→ Document text:
A study led by Professor Wakschlag found that while anger and inappropriate expressions of anger were common in children under age six, some expressions of anger were the sign of a problem requiring professional intervention. The researchers analyzed the behavior of 1, 490 preschoolers. They found that there is cause for concern if your child displays certain types of behavior several times a week.
According to several scientific studies, here are a few things you should pay attention to if you are worried about how your child manages anger:
- Duration of your child’s anger-provoked behavior: Short-lived expressions of anger are normal, but when your child continues to act angry about events that happened hours or even days ago, then that could mean that they need help to process their emotions. Also, if they always seem to react in the same way (angry) to most situations, then they need help to learn to express their anger more effectively.
2) Intensity of your child’s anger-related behavior: If your child reactions are often disproportionate to most situations, then they need help to cope with anger. Disproportionate reactions may look like: panic attacks despite the absence of threatening situations, intense clinginess, intense reactions, violent outbursts “out of nowhere”, and so on.

→ Questions to answer:
A: Reproduce a passage from the text on children's anger, beginning with the words "A study led" and ending after the words "times a week.".
B: In the text on children's anger, what kind of anger expressions are described as normal in the section on duration?

Data items
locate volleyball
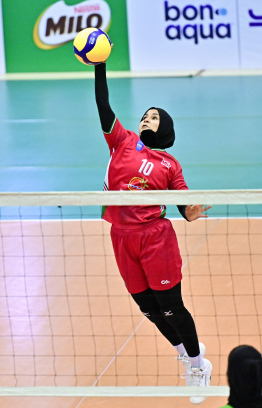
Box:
[73,27,111,65]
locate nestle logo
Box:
[248,10,262,27]
[161,159,171,169]
[164,1,231,44]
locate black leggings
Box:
[131,282,200,357]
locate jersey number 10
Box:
[138,159,154,176]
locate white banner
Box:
[238,0,262,69]
[127,0,262,71]
[0,0,5,74]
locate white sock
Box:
[174,343,186,356]
[189,354,204,368]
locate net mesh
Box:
[0,192,262,396]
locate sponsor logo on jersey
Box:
[33,0,111,50]
[161,159,171,169]
[161,280,170,285]
[136,140,145,152]
[125,177,148,191]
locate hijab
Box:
[227,345,262,408]
[140,107,175,149]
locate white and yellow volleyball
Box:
[73,27,111,65]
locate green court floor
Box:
[0,76,262,192]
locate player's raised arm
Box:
[95,63,115,133]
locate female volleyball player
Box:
[95,63,212,403]
[221,346,262,408]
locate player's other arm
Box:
[170,163,212,221]
[95,63,116,133]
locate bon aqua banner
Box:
[2,0,129,73]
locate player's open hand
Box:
[186,204,212,221]
[101,44,114,64]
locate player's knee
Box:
[140,308,163,325]
[161,304,191,325]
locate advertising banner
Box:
[238,0,262,69]
[0,0,5,74]
[2,0,129,72]
[127,0,262,71]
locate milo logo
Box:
[33,0,111,50]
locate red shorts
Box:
[111,218,182,294]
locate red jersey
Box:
[102,119,188,228]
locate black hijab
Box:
[140,107,175,149]
[227,346,262,408]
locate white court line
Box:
[2,119,53,123]
[0,69,262,81]
[92,317,146,387]
[0,386,229,396]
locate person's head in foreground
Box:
[139,107,175,149]
[227,345,262,408]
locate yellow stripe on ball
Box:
[86,34,111,62]
[74,27,98,51]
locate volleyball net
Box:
[0,190,262,397]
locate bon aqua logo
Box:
[164,1,231,44]
[33,0,111,50]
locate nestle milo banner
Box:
[127,0,262,70]
[0,0,129,72]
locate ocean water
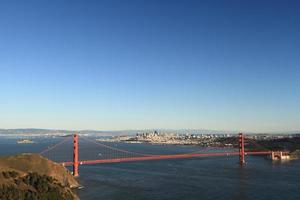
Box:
[0,138,300,200]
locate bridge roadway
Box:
[61,151,272,166]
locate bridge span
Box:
[41,133,288,176]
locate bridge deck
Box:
[61,151,271,166]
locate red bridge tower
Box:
[73,134,79,176]
[239,133,245,165]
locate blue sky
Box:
[0,0,300,132]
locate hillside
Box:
[0,154,79,200]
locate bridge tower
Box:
[73,134,79,177]
[239,133,245,165]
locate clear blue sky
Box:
[0,0,300,132]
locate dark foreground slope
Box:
[0,154,79,200]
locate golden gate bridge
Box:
[40,133,288,176]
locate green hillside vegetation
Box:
[0,154,79,200]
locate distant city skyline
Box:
[0,0,300,132]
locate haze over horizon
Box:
[0,0,300,132]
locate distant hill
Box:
[0,154,79,200]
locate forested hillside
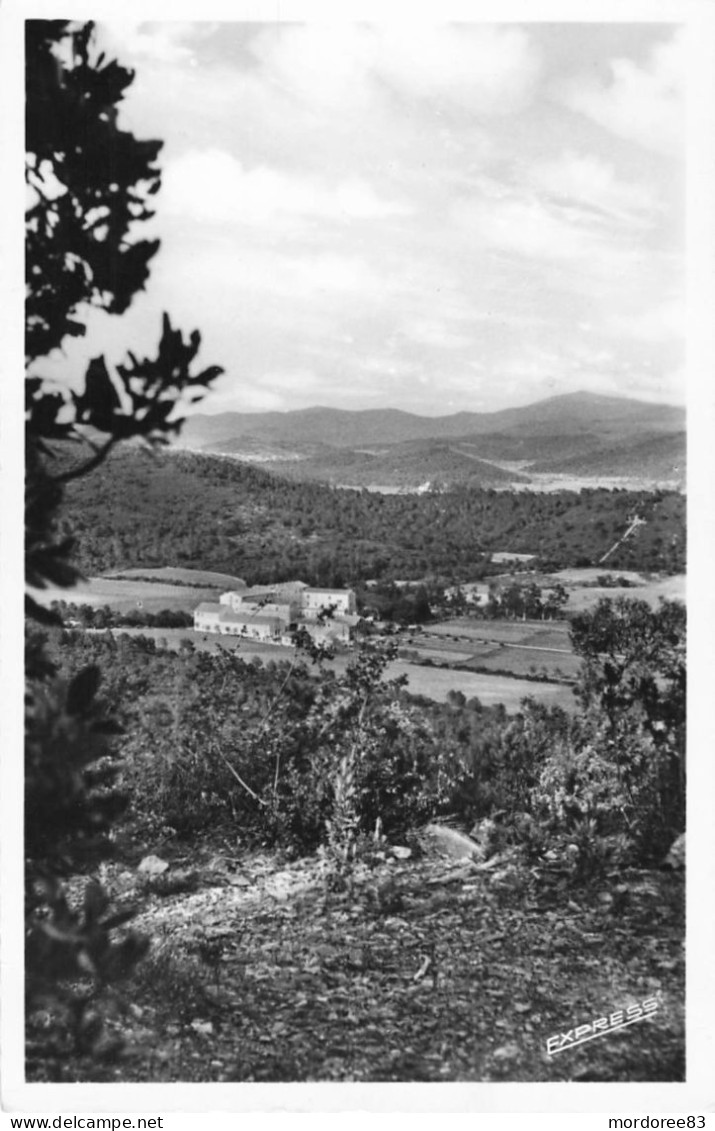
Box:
[58,449,686,585]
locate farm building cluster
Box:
[193,581,359,645]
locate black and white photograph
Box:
[3,3,715,1126]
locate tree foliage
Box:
[25,20,222,615]
[25,20,221,1047]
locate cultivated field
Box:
[32,577,218,613]
[107,566,245,590]
[98,628,574,711]
[407,618,579,680]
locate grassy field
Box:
[111,566,245,590]
[103,628,574,711]
[28,577,219,613]
[566,573,686,613]
[420,616,571,651]
[407,618,579,680]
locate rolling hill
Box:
[178,392,686,490]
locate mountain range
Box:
[178,392,686,490]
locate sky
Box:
[46,20,686,415]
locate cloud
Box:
[373,24,540,115]
[251,20,540,115]
[527,152,658,227]
[561,31,686,156]
[606,300,686,345]
[161,148,412,225]
[402,318,473,349]
[98,19,207,66]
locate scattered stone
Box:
[137,856,169,875]
[492,1043,520,1060]
[424,824,485,860]
[470,817,499,857]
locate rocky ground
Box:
[27,846,684,1082]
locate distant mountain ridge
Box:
[178,392,686,489]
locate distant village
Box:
[193,581,360,645]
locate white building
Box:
[193,602,287,640]
[193,581,359,644]
[302,589,356,618]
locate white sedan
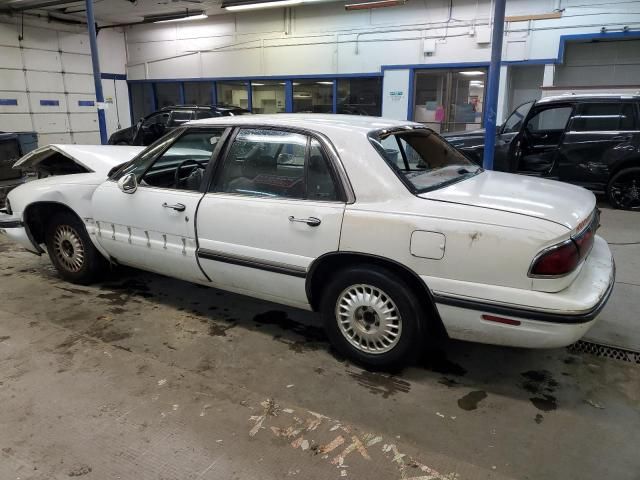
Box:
[0,114,615,366]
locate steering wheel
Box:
[174,158,205,187]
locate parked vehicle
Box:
[109,105,250,145]
[445,95,640,210]
[0,132,38,208]
[0,114,615,366]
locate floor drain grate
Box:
[567,340,640,364]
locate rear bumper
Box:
[433,237,615,348]
[0,212,42,255]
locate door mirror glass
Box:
[118,173,138,194]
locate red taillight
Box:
[530,240,580,276]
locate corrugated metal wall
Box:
[0,23,100,145]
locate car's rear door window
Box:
[571,102,635,132]
[369,128,482,193]
[212,128,339,201]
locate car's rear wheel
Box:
[321,266,426,368]
[607,167,640,210]
[45,212,108,285]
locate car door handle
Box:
[162,202,187,212]
[289,215,322,227]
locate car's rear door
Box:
[557,101,639,190]
[196,127,346,307]
[92,127,225,282]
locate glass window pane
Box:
[129,83,153,122]
[251,81,285,113]
[140,129,224,190]
[338,77,382,117]
[307,139,338,201]
[526,107,572,132]
[156,82,180,109]
[571,103,634,132]
[215,129,307,198]
[184,82,213,105]
[293,80,333,113]
[216,82,249,109]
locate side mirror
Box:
[118,173,138,194]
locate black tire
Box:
[45,212,108,285]
[321,265,428,369]
[607,167,640,210]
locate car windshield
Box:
[369,127,482,193]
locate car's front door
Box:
[511,104,573,176]
[92,128,224,282]
[197,128,346,308]
[557,101,640,190]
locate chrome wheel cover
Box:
[53,225,84,273]
[335,284,402,354]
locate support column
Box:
[85,0,108,145]
[483,0,506,170]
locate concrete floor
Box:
[0,207,640,480]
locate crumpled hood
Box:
[420,171,596,230]
[14,145,145,177]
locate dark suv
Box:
[109,105,249,145]
[444,95,640,210]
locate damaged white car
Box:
[0,115,615,366]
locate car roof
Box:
[186,113,416,135]
[536,93,640,104]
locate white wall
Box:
[0,17,130,145]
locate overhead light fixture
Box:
[144,9,209,23]
[344,0,407,10]
[222,0,305,12]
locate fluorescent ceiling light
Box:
[224,0,304,12]
[344,0,407,10]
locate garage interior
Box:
[0,0,640,480]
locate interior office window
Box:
[337,77,382,117]
[184,82,213,105]
[129,83,153,123]
[156,82,182,108]
[216,82,249,109]
[140,129,224,190]
[251,81,285,113]
[293,80,333,113]
[571,102,635,132]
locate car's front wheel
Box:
[321,266,426,368]
[607,167,640,210]
[45,212,108,285]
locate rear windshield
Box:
[369,127,482,193]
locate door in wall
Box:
[413,68,487,133]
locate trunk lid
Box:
[420,171,596,230]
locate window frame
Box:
[203,123,355,204]
[569,100,640,134]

→ Solutions to the tasks:
A:
A study led by Professor Wakschlag found that while anger and inappropriate expressions of anger were common in children under age six, some expressions of anger were the sign of a problem requiring professional intervention. The researchers analyzed the behavior of 1, 490 preschoolers. They found that there is cause for concern if your child displays certain types of behavior several times a week.

B: Short-lived expressions of anger are normal.